WORK REQUEST A:
In the chapter on the good zeal of monks, what does the evil zeal of bitterness do?
WORK REQUEST B:
List each thing that the sentence beginning "Let them cherish fraternal charity" in the chapter on the good zeal of monks tells monks to do.
---------- QUOTED PASSAGE
CHAPTER LXXII. Of the good zeal which Monks ought to have
30 Apr. 30 Aug. 30 Dec.
As there is an evil zeal of bitterness, which separateth from God, and leads to hell, so there is a good zeal, which keepeth us from vice, and leadeth to God and to life everlasting. Let monks, therefore, exert this zeal with most fervent love; that is, “in honour preferring one another.” Let them most patiently endure one another’s infirmities, whether of body or of mind. Let them vie with one another in obedience. Let no one follow what he thinketh good for himself, but rather what seemeth good for another. Let them cherish fraternal charity with chaste love, fear God, love their Abbot with sincere and humble affection, and prefer nothing whatever to Christ. And may He bring us all alike to life everlasting.
--------------------
---------- SOURCE MATERIAL
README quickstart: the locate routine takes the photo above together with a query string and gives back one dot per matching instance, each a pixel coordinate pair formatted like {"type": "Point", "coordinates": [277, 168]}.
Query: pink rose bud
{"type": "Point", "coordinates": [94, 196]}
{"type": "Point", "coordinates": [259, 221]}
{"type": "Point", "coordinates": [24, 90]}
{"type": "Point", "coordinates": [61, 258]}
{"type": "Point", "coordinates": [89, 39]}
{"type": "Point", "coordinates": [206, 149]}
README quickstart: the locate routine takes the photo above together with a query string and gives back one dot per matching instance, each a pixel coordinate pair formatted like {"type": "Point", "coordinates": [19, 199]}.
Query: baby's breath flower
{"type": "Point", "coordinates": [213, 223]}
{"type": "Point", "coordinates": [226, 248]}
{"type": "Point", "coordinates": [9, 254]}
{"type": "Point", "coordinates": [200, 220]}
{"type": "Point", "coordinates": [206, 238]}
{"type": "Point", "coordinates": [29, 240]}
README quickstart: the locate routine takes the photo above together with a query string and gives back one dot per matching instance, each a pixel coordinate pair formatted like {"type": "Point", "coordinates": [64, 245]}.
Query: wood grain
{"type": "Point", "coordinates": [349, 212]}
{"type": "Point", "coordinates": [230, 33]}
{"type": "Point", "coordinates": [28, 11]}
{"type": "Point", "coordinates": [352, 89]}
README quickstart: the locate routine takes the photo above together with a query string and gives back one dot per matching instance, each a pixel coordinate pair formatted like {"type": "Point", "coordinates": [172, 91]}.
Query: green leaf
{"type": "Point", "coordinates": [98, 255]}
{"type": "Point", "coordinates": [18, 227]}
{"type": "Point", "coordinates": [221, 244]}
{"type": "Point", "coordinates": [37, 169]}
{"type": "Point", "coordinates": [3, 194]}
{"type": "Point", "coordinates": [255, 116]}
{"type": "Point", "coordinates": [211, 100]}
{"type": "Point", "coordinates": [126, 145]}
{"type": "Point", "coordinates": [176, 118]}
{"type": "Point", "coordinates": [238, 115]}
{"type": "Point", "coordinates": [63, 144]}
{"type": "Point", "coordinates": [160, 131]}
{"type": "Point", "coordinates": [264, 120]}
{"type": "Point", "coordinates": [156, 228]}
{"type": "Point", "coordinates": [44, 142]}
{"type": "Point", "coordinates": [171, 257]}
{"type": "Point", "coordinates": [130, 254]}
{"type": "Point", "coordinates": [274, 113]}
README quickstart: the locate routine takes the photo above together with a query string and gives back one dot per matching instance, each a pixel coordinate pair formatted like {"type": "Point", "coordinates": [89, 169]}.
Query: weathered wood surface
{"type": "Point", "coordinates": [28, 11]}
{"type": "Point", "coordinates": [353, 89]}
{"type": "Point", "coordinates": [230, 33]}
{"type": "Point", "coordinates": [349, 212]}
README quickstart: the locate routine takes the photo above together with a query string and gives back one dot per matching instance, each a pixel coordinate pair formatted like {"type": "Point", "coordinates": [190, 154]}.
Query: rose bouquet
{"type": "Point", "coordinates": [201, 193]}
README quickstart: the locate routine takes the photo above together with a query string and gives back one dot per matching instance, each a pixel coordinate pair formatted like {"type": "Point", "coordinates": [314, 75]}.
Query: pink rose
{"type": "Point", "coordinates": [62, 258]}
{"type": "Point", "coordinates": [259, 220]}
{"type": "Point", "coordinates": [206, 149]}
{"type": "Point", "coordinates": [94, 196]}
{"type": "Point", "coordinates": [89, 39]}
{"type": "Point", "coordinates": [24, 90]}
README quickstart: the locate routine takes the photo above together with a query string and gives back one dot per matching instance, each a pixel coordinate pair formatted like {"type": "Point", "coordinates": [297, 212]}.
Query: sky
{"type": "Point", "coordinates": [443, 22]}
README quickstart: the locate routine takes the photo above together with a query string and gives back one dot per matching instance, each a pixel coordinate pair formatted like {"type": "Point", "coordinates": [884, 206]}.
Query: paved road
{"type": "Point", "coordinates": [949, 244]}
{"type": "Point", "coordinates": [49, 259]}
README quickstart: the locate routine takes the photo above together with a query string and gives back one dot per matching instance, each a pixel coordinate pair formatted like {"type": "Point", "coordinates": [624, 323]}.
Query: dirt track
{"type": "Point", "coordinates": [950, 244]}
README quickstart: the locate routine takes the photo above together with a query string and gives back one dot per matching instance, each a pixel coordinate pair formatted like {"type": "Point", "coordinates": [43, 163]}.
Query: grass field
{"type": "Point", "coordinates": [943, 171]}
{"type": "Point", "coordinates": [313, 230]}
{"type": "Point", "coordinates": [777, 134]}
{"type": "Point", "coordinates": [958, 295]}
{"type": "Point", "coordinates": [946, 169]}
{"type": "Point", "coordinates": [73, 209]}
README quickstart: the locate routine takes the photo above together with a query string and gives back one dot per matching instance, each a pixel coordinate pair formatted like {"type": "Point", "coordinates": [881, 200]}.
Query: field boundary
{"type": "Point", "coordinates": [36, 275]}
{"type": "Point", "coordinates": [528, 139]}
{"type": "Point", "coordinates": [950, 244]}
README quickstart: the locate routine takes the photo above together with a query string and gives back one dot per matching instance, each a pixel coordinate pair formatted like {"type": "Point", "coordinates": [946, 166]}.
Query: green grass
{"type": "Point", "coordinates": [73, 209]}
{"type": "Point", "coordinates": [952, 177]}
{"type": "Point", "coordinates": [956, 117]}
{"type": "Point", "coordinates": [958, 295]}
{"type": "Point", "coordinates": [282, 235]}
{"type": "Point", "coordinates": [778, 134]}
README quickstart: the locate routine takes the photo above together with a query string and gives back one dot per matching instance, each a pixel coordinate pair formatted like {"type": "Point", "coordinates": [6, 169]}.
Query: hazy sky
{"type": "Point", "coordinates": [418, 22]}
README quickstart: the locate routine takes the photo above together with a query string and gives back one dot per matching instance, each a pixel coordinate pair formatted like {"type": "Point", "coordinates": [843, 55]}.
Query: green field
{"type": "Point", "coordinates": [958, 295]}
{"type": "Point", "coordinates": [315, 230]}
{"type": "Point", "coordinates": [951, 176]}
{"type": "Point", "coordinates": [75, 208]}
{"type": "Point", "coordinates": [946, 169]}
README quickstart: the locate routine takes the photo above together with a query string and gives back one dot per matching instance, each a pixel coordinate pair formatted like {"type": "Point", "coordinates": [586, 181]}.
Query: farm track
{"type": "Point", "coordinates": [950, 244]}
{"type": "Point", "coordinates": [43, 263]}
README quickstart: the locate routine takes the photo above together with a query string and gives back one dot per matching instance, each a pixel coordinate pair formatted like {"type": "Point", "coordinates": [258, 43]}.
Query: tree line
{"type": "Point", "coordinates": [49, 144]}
--------------------
RESPONSE A:
It separates from God and leads to hell.

RESPONSE B:
- Cherish fraternal charity with chaste love
- Fear God
- Love their Abbot with sincere and humble affection
- Prefer nothing whatever to Christ